━━━━━ Фрагмент текста

Хрущев был милостив настолько, что поручил Суслову предварительно побеседовать с беллетристом в душеспасительном ключе.
Суслов побеседовал. О реакции Гроссмана на беседу доложил через некоторое время опять же главный КГБешник. И этот документ предъявлен в фильме. Глаз успевает выхватить несколько строчек: «Перерешать это нельзя. Значит изменить судьбу рукописи может только государственный переворот. Иного способа уже нет. Все решено... У меня не было волнения. Тоска была. Я по правде говоря, и не слушал, что они говорят. Я понял, что я умер».
Ниже синими чернилами: «Хрущев ознакомился». И роспись.
Вышло так, что Хрущев ознакомился с тем, что человек умер. Будучи живым.
Следом дается синхрон Наума Коржавина: «Это было убийство. Человека и его роман задушили в подворотне».
***
Далее из фильма становится понятно, почему задушили. Автор картины  обнаружила несколько листков с записью, сделанной Гроссманом по горячим следам после беседы с Сусловым. К своему удивлению и к удивлению многих, думаю, она не нашла в них тех слов, что многократно были повторены: «роман можно будет опубликовать через двести триста лет».
Это скорее всего апокриф. Но возник он, конечно же, не на пустом месте. Тот же Суслов, по свидетельству самого Гроссмана, сказал другое: «Зачем же нам к тем  атомным бомбам, которые готовят для нас враги наши, добавлять еще вашу книгу».  
От Елены Якович последовала ремарка: «Когда еще так высоко ценили литературу...».

━━━━━━━━━━

_Цель задания_
Переведите на английский язык предложение из фрагмента текста: «Хрущев был милостив настолько, что поручил Суслову предварительно побеседовать с беллетристом в душеспасительном ключе».

━━━━━ Представленные данные

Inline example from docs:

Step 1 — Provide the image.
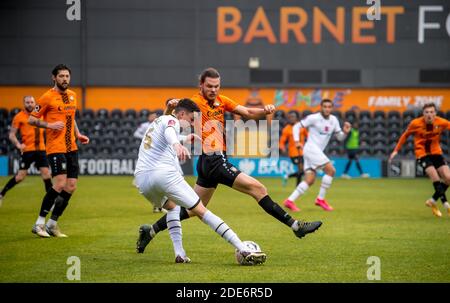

━━━━━━━━━━

_Ответ_
Khrushchev was merciful enough to instruct Suslov to have a preliminary talk with the fiction writer in an edifying, soul-saving spirit.